◆ **Description of the task**
If a line of the data below holds the word "instance", list it.

Provided entries below:

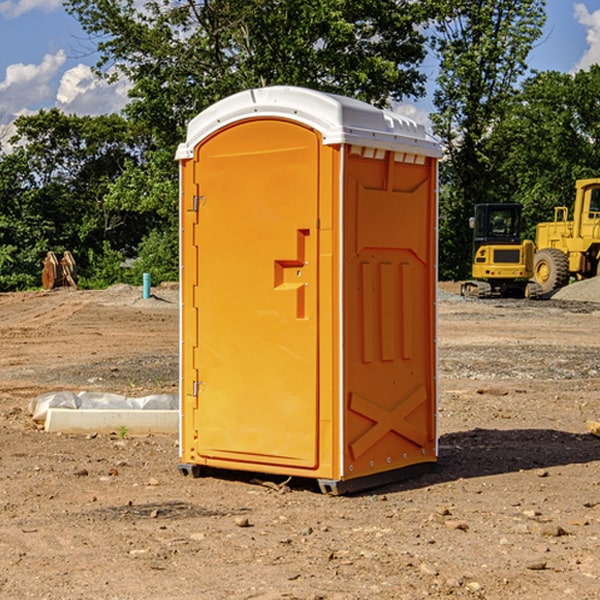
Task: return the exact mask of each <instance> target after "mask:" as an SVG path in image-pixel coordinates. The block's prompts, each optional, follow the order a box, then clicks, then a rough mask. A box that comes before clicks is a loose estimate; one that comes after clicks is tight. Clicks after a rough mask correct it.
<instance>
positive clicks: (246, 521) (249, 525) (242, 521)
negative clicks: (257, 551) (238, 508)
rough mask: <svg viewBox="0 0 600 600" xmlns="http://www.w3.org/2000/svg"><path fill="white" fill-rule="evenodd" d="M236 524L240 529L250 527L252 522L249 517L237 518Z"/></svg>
mask: <svg viewBox="0 0 600 600" xmlns="http://www.w3.org/2000/svg"><path fill="white" fill-rule="evenodd" d="M235 524H236V525H237V526H238V527H250V521H249V520H248V517H236V518H235Z"/></svg>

End of Provided entries.

◆ **Exercise response**
Task: return the exact mask of each <instance> target after "mask:" as an SVG path in image-pixel coordinates. The block's prompts, each optional, follow the order a box, then clicks, then a rough mask. A box that comes before clicks is a loose estimate; one that comes after clicks is tight. Clicks after a rough mask correct it.
<instance>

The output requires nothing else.